■ **Your task**
Return all the data below as it stands, minus the pictures.

■ **Records for the task**

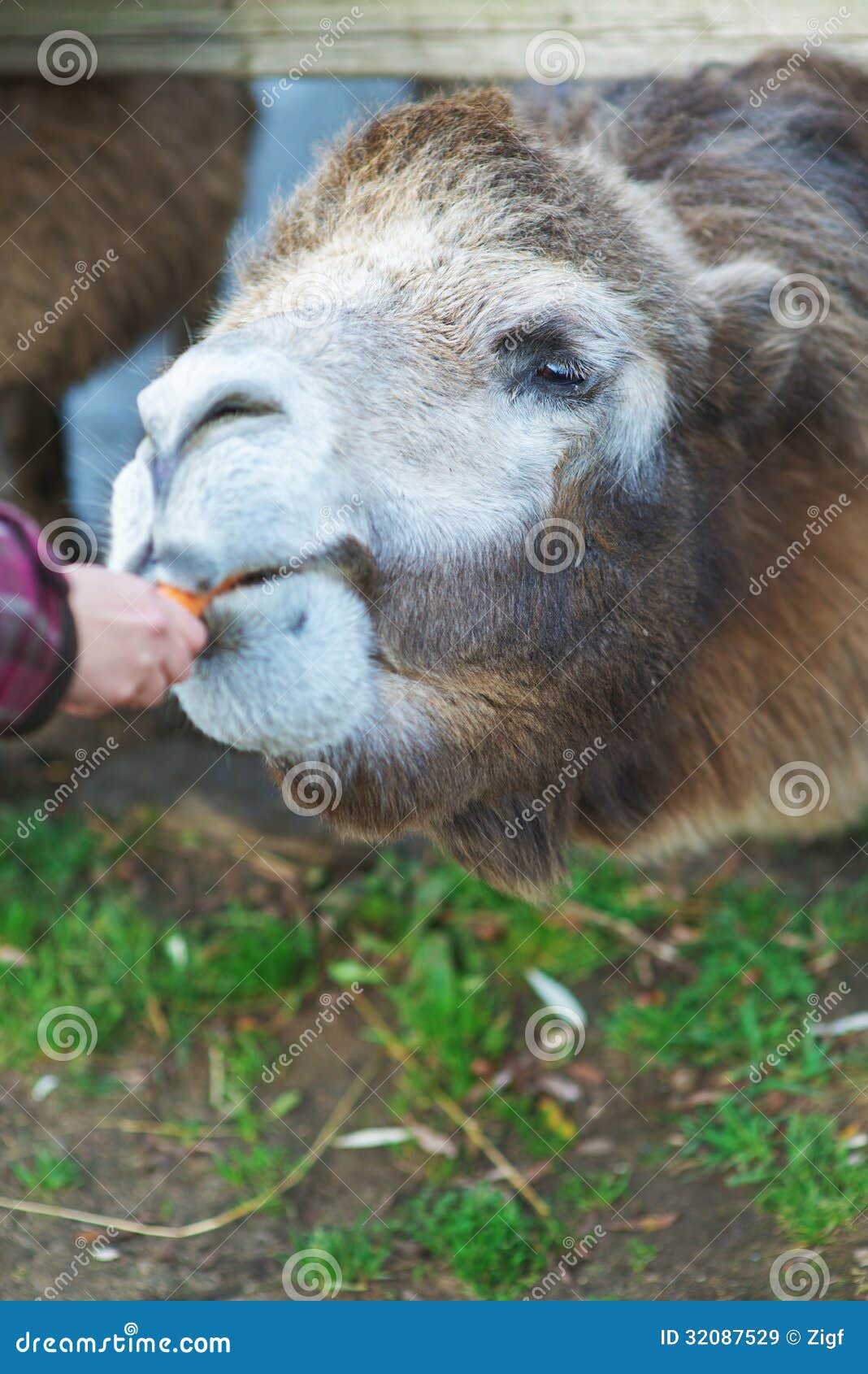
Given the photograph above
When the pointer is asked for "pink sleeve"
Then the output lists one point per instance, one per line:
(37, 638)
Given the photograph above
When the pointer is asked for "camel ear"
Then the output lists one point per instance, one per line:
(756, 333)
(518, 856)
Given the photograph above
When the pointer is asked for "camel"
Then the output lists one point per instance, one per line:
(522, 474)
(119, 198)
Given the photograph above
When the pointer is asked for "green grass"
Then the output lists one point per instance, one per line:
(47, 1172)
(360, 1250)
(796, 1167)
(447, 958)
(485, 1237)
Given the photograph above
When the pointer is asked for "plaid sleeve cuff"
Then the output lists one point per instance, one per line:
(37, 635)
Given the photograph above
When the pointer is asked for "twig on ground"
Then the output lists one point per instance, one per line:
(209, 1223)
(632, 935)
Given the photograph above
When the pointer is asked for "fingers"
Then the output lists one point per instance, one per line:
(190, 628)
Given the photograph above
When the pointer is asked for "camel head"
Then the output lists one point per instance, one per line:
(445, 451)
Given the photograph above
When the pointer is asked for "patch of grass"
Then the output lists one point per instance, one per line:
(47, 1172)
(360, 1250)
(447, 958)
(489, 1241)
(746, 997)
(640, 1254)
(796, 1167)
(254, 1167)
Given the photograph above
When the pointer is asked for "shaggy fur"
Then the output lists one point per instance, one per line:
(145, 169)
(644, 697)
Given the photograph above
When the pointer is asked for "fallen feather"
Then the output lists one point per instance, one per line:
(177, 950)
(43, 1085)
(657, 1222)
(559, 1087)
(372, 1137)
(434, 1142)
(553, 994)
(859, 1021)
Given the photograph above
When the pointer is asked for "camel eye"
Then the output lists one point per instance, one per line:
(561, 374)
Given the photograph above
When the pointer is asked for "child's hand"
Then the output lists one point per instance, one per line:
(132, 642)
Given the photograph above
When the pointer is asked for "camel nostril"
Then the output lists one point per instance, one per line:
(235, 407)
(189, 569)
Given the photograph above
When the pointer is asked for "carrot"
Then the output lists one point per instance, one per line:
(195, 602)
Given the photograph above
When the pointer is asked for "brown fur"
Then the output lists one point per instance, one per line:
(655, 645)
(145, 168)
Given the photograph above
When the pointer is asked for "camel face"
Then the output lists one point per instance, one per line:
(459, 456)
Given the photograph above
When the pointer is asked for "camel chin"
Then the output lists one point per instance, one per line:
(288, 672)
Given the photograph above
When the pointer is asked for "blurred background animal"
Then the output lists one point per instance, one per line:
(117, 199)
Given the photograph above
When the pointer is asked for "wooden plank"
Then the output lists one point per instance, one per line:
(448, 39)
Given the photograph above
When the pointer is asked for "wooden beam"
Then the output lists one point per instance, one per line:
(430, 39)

■ **Result for this task**
Given the photograph above
When the pointer is asked for "pink sleeve"
Then the output lists one point per instance, one per line:
(37, 638)
Given the photograph above
When the pointer is asked for "camel ear"
Then the output lists one point per instance, one per line:
(756, 333)
(518, 856)
Given the photograph above
When the pointer is asked for "camel"
Then the output lists one point per instance, one per line:
(522, 474)
(119, 198)
Given the photograph above
When the pointer is asked for "green grass"
Then the output lists one point per instance, one per line:
(47, 1172)
(360, 1250)
(796, 1167)
(447, 958)
(485, 1237)
Given the photograph above
When the pointer is asked for "plaid sleeve cuff"
Then the output lists one point per instance, one per line:
(37, 635)
Given the photograph above
When the pointer is asked for "twig on ground"
Then the output lists one point per instance, one per line:
(209, 1223)
(632, 935)
Given the photograph above
When the pointer is asked for "fingers"
Then the output lists one point per instance, one per line:
(190, 628)
Given the photograph above
When the pointer is asked for "camel head"
Then the output lists one point per instance, one per line:
(445, 451)
Given the photograph above
When the pointer is asked for "patch of grass"
Then the output lists one point per instance, one per line:
(47, 1172)
(360, 1250)
(447, 958)
(489, 1241)
(746, 997)
(640, 1254)
(796, 1167)
(254, 1167)
Given the photograph above
When the pointer is asked for "shaggy fur"
Then the output lists one point per instance, one per line:
(145, 169)
(644, 697)
Given the photograph above
When the pointer is asked for "fallen feather"
Then the output lists one point per instance, one per line:
(177, 950)
(43, 1085)
(657, 1222)
(559, 1087)
(372, 1137)
(434, 1142)
(553, 994)
(859, 1021)
Given the photograph above
When the pointer is asked for "camel eye"
Then the output lists one point per instance, one per line:
(561, 374)
Given the photograph above
When the pointer is asked for "child's hand"
Then the output lists one point per instance, one per line:
(132, 642)
Given the photograph above
When the pointer is asked for "camel nostril"
Then the output lists one point per instance, one per line:
(235, 407)
(189, 569)
Given the photograph above
When the pointer is asked for "carrot"
Then the output lists one point per instance, one per line:
(195, 602)
Given the photograph above
When the pointer is asked for "brown fur"
Then the output lists one point per instance, one per line:
(655, 645)
(145, 168)
Given the photograph above
When the pointer is asked for "camel face"
Then the output lists one point per instance, one per line:
(459, 456)
Given the photograph above
When the pointer is asked for "camel chin"
Then the output lists one point per instance, one per line:
(288, 672)
Given the photograph above
When the pointer is asked for "blurred background animal"
Then the output lists one point per instance, one per line:
(117, 199)
Given the photograph above
When the pointer is asked for "wooden plank"
Then the output lists one point per instance, one per line:
(448, 39)
Given the photograph above
When the pointer is asked for "wooden beam"
Then the output lists one point per instance, one per line:
(430, 39)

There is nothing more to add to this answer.